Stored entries
□ □ □
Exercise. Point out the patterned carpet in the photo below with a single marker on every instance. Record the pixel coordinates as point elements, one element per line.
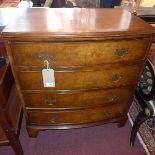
<point>146,134</point>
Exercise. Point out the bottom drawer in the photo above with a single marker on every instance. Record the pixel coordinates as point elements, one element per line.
<point>77,116</point>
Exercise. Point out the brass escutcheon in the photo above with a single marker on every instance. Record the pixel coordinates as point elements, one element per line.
<point>45,56</point>
<point>111,98</point>
<point>50,102</point>
<point>121,52</point>
<point>115,78</point>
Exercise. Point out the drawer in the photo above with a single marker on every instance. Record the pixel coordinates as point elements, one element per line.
<point>75,117</point>
<point>82,99</point>
<point>69,80</point>
<point>78,53</point>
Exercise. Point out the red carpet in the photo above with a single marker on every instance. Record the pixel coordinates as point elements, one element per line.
<point>8,3</point>
<point>100,140</point>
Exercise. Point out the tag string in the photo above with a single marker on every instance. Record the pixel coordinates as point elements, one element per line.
<point>46,64</point>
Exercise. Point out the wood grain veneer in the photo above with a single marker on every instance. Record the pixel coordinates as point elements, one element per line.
<point>97,55</point>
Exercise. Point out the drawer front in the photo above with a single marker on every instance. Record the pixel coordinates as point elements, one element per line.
<point>82,99</point>
<point>126,75</point>
<point>75,117</point>
<point>73,54</point>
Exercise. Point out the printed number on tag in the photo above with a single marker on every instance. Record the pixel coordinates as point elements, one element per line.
<point>48,77</point>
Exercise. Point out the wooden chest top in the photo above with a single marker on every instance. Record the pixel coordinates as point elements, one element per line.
<point>44,22</point>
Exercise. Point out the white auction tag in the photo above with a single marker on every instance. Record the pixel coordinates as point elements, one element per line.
<point>48,77</point>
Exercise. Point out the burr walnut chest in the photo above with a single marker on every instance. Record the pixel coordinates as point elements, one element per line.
<point>97,56</point>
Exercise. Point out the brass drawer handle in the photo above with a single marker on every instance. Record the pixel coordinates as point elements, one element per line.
<point>50,102</point>
<point>45,56</point>
<point>111,98</point>
<point>52,119</point>
<point>115,78</point>
<point>121,52</point>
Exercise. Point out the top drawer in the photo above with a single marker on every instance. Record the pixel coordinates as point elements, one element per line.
<point>78,53</point>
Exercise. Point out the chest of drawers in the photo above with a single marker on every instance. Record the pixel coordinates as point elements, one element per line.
<point>97,56</point>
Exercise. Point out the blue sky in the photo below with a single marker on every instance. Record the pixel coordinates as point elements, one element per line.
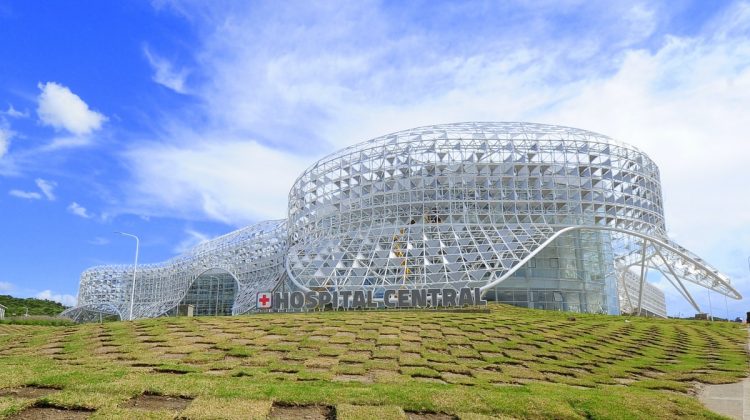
<point>180,121</point>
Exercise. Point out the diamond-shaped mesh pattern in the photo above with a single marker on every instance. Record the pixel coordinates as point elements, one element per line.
<point>451,205</point>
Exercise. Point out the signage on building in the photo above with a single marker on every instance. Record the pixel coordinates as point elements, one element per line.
<point>360,299</point>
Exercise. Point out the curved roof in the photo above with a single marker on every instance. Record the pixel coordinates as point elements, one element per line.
<point>478,130</point>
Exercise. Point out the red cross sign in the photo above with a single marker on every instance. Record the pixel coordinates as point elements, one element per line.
<point>264,300</point>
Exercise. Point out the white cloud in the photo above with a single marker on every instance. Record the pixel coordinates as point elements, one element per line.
<point>99,241</point>
<point>193,238</point>
<point>62,109</point>
<point>5,135</point>
<point>79,210</point>
<point>14,113</point>
<point>165,74</point>
<point>29,195</point>
<point>47,188</point>
<point>226,179</point>
<point>66,300</point>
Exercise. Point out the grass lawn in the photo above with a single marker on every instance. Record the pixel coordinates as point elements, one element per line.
<point>507,363</point>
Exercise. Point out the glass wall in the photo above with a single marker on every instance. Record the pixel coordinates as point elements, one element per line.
<point>212,293</point>
<point>574,273</point>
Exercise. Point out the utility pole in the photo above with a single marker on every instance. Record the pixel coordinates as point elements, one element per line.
<point>135,267</point>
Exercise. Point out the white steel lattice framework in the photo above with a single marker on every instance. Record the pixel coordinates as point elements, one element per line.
<point>454,205</point>
<point>253,256</point>
<point>469,204</point>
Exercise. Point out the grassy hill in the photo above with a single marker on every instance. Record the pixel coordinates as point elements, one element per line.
<point>17,306</point>
<point>507,363</point>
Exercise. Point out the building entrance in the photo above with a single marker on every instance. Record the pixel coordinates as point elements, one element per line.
<point>212,293</point>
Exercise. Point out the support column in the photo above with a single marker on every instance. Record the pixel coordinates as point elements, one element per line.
<point>643,276</point>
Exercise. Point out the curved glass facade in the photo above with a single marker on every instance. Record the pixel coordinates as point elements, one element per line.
<point>536,215</point>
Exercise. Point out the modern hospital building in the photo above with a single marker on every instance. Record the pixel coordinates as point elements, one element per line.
<point>534,215</point>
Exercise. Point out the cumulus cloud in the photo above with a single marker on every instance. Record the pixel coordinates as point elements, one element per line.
<point>28,195</point>
<point>5,135</point>
<point>192,239</point>
<point>14,113</point>
<point>230,180</point>
<point>47,188</point>
<point>60,108</point>
<point>99,241</point>
<point>66,300</point>
<point>164,72</point>
<point>79,210</point>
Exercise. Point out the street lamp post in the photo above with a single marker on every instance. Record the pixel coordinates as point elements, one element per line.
□ □ □
Print the records above exactly as they stand, but leave out the pictures.

Exercise. Point out the patterned carpet in the photo below with a single marker on every instance. Record the pixel coordinates as point elements, one element per line.
<point>146,134</point>
Exercise. Point out the bottom drawer in the photo above with a single marker on every instance. Record the pixel coordinates as point elements, one element per line.
<point>77,116</point>
Exercise. Point out the brass escutcheon in the photo above with a single marker on every instance. Record the pixel coordinates as point elements, one element per line.
<point>45,56</point>
<point>111,98</point>
<point>50,102</point>
<point>121,52</point>
<point>115,78</point>
Exercise. Point out the drawer in the photo above with a single marker on every instance. Record the pixel coordinates as point elements, one element per line.
<point>75,117</point>
<point>82,99</point>
<point>69,80</point>
<point>78,53</point>
Exercise. Point out the red carpet in the photo above with a single marker on every instance. Record the pixel coordinates as point elements, one element per line.
<point>8,3</point>
<point>100,140</point>
Exercise. Point out the tag string in the photo above with a single marker on every instance. Record the pixel coordinates as point elements, one element per line.
<point>46,64</point>
Exercise. Point out the wood grain veneer in the photo above with a single marker on every instance. Record the pixel coordinates as point elements, one element per line.
<point>97,55</point>
Exercise. Point out the drawer front in the photo above with a single marker on every instance. Record the pixel coordinates as point elements, one element per line.
<point>82,99</point>
<point>126,75</point>
<point>75,117</point>
<point>73,54</point>
Exercise. Point out the printed number on tag in the photo above with a single marker on every instance. Record the pixel coordinates as point elements, one element per line.
<point>48,77</point>
Exercise. Point out the wooden chest top in the photo above with a single marker on every instance. Record the pixel coordinates as point elements, one element per line.
<point>44,22</point>
Exercise. Point out the white auction tag in the photo above with a single marker on every instance. Record the pixel coordinates as point elements, one element per line.
<point>48,77</point>
Exercise. Point out the burr walnut chest in the photo above with a single marker on every instance. Record the pixel coordinates as point elements, one element per line.
<point>97,56</point>
Exercise. Point out the brass drawer handle in the photo above with a single marker on every instance. Record the pixel coordinates as point elements, one element per line.
<point>50,102</point>
<point>45,56</point>
<point>111,98</point>
<point>52,119</point>
<point>115,78</point>
<point>121,52</point>
Exercise. Point out the top drawer in the photo above with a single marker on every instance. Record the pixel coordinates as point elements, one element per line.
<point>78,53</point>
Exercise. Point out the chest of drawers in the photo above with a single marker on every instance. Record the pixel coordinates as point elements, one element per line.
<point>97,56</point>
Exercise. Point out the blue sky in the photo below with a single marker on every instance. Record the pixel coordinates as point elements, one element per line.
<point>180,121</point>
Exercise. Point out the diamond-shaped mesh pattern in the photo above with a single marker on every instance. Record the pixel coordinates as point elements, one element per line.
<point>451,205</point>
Exercise. Point out the signage on building in the photo above with a single marker on every instance. Record the pixel coordinates as point elements, one element per line.
<point>360,299</point>
Exercise. Point out the curved roof in the photo above with a single marker on every instance. Record the pixel coordinates as point elements, one element per line.
<point>478,130</point>
Exercise. Point out the red cross sign in the photo above with a single marker on every instance. Record the pixel coordinates as point elements, one element per line.
<point>264,300</point>
Exercise. Point out the white cloud in the photo above with a single marker on every instance. Record the pixel coordinates as point elements, one element per line.
<point>99,241</point>
<point>193,238</point>
<point>62,109</point>
<point>5,135</point>
<point>79,210</point>
<point>14,113</point>
<point>165,74</point>
<point>29,195</point>
<point>47,188</point>
<point>226,179</point>
<point>66,300</point>
Exercise. Point out the grass lawn in the photo above with a single marker on every instance. Record the pixel coordinates as point elements, one element per line.
<point>507,363</point>
Exercise. Point out the glass wall in the photo above with a single marker on every instance. Record the pixel coordinates as point elements, one element per line.
<point>212,293</point>
<point>574,273</point>
Exercise. Point out the utility pole in the photo above with a single marker on every instance. Record the pixel coordinates as point elements, one element per line.
<point>135,267</point>
Exercise. Point out the white steel lattice framework in the photo above with a single marker on every instance. Record the pixel coordinates as point elements, one element per line.
<point>454,205</point>
<point>253,256</point>
<point>469,204</point>
Exercise. Point out the grassy hill in the photo above with a single marker on every instance. Record the pixel coordinates as point elements, one element per line.
<point>17,306</point>
<point>507,363</point>
Exercise. Point out the building entrance in the photo above with a single marker on every instance. Record the pixel coordinates as point elements, one element per line.
<point>212,293</point>
Exercise. Point out the support column in the photo above with a single marker on every instance. Record the pixel coordinates as point elements, one element per line.
<point>643,276</point>
Exercise. Point out the curved glass facade in the photo above with a single marker on every instance. Record the pixel coordinates as point elements, one element per line.
<point>536,215</point>
Exercise. Point out the modern hospital building in the photo above with a single marker on every instance. Record the pixel coordinates as point elements, one element per line.
<point>534,215</point>
Exercise. Point out the cumulus cloud in the photo above with a single marker on every instance. Record the pixel coordinates as point elements, one element per line.
<point>28,195</point>
<point>5,135</point>
<point>192,239</point>
<point>14,113</point>
<point>230,180</point>
<point>47,188</point>
<point>60,108</point>
<point>99,241</point>
<point>66,300</point>
<point>164,72</point>
<point>79,210</point>
Exercise. Point out the street lamp post in the photo above with a single marker on every instance. Record the pixel coordinates as point elements, one element per line.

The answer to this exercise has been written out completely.